## WORK TO COMPLETE
Reproduce each line of the listing below verbatim.

## INFORMATION PROVIDED
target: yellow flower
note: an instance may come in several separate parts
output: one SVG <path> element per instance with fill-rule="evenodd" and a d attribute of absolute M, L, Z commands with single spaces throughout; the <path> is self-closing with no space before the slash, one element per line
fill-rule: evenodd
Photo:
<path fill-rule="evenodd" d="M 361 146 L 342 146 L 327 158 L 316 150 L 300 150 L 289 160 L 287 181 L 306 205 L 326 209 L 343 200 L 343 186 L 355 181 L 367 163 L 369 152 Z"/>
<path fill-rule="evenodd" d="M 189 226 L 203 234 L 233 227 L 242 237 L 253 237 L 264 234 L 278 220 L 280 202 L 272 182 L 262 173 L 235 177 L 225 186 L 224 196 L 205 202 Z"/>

## WRITTEN SOLUTION
target: yellow flower
note: an instance may come in several separate parts
output: one SVG <path> element per instance with fill-rule="evenodd" and a d attribute of absolute M, L, Z commands with single spaces throughout; the <path> is self-closing with no space before the slash, one element per line
fill-rule: evenodd
Photo:
<path fill-rule="evenodd" d="M 361 146 L 342 146 L 327 158 L 316 150 L 300 150 L 289 160 L 287 181 L 306 205 L 326 209 L 343 200 L 343 186 L 355 181 L 367 163 L 369 152 Z"/>
<path fill-rule="evenodd" d="M 189 226 L 203 234 L 233 227 L 242 237 L 253 237 L 264 234 L 278 220 L 280 202 L 272 182 L 262 173 L 235 177 L 225 186 L 224 196 L 205 202 Z"/>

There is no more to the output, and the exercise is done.